** Aufgabe A **
Welchen Titel trägt der neue Roman von Ingrid Noll, den der Textauszug über die Heidelberger Neuerscheinungen nennt?
** Aufgabe B **
Führe den Textauszug über die literarischen Neuerscheinungen rund um Heidelberg im Frühjahr 2019 nach seinem letzten Satz weiter.

** Textauszug **
=====
Von Heribert Vogt
Heidelberg. Nah am Puls der Zeit sind die literarischen Neuerscheinungen aus dem Umkreis Heidelbergs im Frühjahr 2019 - denn Krimi-Spannung oder MeToo-Aktualität können unter die Haut gehen. Da legt etwa die Weinheimer Schriftstellerin Ingrid Noll (Jahrgang 1935), eine der erfolgreichsten deutschen Krimi-Autoren der Gegenwart sowie "Ehrenkommissarin" der Bonner Polizei, den neuen Roman "Goldschatz" vor. Und die in Heidelberg lebende deutsch-kroatische Schriftstellerin, Theaterautorin und Journalistin Jagoda Marinic (Jahrgang 1977), die als Kulturmanagerin das hiesige Interkulturelle Zentrum leitet, veröffentlicht den Titel "Sheroes", der von weiblichen wie männlichen Helden spricht. Marinic führt die weltweite MeToo-Debatte seit 2017 fort, die auch in Heidelberg hohe Wellen schlug.
=====
** Bereitgestellte Daten **
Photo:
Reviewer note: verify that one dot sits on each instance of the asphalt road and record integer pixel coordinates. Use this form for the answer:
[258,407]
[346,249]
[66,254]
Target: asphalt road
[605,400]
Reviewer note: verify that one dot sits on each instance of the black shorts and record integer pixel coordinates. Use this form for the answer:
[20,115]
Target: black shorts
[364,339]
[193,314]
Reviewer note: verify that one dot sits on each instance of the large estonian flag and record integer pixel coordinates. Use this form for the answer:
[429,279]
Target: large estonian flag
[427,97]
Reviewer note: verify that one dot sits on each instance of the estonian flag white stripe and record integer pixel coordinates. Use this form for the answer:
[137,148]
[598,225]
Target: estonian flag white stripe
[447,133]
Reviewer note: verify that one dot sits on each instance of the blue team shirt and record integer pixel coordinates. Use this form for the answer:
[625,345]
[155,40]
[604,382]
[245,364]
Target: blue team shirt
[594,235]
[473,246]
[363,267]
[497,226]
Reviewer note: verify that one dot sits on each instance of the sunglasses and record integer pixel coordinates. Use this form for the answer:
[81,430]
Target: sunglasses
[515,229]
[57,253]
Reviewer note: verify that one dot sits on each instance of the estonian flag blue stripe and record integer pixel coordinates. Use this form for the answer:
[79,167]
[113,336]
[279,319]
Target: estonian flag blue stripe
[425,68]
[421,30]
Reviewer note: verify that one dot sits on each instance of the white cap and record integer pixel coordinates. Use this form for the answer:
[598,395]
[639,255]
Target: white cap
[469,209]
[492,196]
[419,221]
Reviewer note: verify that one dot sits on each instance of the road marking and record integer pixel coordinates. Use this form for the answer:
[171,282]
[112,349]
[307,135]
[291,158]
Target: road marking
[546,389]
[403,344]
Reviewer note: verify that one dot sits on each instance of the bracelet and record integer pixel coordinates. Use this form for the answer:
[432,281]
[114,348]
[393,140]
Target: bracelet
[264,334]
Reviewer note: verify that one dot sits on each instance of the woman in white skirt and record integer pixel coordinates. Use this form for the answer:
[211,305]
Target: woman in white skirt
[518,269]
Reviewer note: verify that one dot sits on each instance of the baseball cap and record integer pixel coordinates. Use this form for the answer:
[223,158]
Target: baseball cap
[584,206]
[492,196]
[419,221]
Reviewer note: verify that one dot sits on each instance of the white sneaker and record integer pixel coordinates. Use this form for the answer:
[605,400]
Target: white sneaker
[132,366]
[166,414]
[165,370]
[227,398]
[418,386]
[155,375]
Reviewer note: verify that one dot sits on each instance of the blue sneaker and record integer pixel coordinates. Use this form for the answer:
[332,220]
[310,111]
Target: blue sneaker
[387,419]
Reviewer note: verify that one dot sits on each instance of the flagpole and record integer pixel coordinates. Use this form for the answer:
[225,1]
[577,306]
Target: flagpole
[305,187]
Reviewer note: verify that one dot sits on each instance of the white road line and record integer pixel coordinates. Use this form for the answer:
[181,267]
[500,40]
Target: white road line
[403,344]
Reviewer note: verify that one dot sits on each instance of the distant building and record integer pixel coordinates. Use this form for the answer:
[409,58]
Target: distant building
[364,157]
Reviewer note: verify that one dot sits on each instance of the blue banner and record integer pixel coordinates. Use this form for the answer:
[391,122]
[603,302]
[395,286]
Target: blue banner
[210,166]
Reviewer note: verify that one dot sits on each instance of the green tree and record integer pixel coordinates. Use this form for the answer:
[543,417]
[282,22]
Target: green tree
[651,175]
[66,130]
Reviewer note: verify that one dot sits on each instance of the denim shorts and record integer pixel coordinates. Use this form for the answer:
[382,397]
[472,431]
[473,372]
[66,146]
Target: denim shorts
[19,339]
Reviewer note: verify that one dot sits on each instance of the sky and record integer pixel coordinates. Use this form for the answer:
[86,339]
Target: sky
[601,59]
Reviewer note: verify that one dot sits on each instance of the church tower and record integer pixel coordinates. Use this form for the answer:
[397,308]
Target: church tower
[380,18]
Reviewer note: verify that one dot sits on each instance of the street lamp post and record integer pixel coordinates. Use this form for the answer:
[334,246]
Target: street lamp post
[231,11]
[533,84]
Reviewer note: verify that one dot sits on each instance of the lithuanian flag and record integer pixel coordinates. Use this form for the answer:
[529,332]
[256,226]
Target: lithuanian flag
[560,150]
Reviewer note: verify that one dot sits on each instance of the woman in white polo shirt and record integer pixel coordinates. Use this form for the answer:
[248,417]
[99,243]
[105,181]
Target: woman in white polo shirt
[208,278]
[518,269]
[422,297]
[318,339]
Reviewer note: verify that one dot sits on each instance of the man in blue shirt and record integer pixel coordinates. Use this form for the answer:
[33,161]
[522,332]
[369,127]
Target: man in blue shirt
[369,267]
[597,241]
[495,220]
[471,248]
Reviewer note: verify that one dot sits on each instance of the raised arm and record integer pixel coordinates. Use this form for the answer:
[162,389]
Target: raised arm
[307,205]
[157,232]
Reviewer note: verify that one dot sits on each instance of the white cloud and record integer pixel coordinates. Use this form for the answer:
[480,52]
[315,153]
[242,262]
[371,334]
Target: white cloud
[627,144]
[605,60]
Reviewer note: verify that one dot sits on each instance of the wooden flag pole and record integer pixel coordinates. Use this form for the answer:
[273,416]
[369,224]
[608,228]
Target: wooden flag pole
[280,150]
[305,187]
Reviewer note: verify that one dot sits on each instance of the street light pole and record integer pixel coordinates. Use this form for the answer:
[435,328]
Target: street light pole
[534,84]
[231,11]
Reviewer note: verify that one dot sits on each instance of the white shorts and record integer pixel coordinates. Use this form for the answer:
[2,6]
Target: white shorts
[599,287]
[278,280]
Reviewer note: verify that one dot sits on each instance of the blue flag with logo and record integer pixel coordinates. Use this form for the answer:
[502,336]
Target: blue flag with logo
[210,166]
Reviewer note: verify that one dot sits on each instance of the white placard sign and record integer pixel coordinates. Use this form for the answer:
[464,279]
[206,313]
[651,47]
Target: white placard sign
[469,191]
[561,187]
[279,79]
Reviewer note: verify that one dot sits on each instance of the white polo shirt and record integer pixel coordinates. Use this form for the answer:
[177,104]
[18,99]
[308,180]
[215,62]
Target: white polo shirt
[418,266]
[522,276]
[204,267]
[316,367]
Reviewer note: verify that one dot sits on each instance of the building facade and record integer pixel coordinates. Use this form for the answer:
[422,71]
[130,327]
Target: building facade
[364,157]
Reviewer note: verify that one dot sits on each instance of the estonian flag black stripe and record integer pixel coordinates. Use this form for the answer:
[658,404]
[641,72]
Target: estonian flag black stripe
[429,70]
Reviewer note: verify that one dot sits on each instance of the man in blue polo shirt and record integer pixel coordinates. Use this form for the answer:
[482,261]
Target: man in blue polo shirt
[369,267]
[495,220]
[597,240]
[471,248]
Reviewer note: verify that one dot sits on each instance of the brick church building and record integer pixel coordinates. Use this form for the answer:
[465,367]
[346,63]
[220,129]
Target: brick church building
=====
** Lösung A **
„Goldschatz“

** Lösung B **
Der mit Heidelberg eng verbundene syrisch-deutsche Schriftsteller Rafik Schami (Jahrgang 1946), einer der bedeutendsten Gegenwartsautoren, gibt den Band "Geheimnis" mit Kurzgeschichten prominenter Beiträger heraus. Zudem erscheint als Taschenbuch bei dtv Schamis Erinnerungstitel "Ich wollte nur Geschichten erzählen. Mosaik der Fremde" (24. Mai; 10,90 Euro). Allein bei dtv hat der Autor eine Gesamtauflage von über 1,8 Millionen Exemplaren erreicht.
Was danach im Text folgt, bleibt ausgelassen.